Supplied material Block Start

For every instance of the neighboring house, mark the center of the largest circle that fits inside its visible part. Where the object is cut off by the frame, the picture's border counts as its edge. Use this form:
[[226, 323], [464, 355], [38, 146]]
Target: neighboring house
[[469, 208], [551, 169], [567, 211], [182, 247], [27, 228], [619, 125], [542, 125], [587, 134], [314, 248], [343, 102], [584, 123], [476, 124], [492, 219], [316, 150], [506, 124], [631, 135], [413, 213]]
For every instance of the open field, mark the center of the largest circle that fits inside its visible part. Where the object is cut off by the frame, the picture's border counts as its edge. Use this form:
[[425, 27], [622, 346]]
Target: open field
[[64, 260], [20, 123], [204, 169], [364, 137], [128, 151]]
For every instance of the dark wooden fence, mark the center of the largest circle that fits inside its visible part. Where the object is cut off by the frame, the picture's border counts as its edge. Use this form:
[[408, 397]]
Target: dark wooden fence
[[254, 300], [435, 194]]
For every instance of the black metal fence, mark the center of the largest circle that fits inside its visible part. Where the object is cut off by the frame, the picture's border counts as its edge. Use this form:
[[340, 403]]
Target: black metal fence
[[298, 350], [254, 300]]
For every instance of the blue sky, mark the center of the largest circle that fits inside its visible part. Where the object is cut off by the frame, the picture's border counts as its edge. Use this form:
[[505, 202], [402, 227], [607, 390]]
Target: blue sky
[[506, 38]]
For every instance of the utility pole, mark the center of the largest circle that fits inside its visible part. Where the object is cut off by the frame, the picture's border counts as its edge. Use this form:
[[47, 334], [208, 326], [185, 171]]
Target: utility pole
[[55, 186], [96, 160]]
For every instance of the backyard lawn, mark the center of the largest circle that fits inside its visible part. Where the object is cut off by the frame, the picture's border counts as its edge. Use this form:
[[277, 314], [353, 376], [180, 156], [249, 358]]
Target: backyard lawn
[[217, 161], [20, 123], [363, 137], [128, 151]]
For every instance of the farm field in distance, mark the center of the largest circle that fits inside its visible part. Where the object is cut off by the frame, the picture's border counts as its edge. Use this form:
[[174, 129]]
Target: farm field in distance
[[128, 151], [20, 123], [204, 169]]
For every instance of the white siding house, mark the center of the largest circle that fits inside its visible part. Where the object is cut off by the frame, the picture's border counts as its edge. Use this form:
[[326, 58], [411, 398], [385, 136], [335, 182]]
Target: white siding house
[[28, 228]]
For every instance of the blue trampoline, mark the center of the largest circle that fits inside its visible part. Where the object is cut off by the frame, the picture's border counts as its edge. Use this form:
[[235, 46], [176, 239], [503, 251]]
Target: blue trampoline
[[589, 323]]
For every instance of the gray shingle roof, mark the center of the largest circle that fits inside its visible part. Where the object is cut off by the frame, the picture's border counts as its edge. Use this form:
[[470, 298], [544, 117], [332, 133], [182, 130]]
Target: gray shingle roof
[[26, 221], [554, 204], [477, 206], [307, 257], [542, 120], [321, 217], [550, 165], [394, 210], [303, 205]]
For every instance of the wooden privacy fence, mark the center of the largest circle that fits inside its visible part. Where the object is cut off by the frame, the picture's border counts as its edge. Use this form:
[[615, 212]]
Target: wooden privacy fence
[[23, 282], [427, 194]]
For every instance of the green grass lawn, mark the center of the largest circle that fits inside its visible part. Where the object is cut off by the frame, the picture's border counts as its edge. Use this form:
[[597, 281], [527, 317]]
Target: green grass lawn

Supplied material Block End

§ **Try it**: From the entries above, copy out every line where the string "green" appears.

§ **Solution for this task**:
For every instance of the green grass lawn, mark the center of the largest circle that fits inside its visible part. Where the object is cut off by the frame, the picture's border counts as its edge. Use this form:
Target: green grass lawn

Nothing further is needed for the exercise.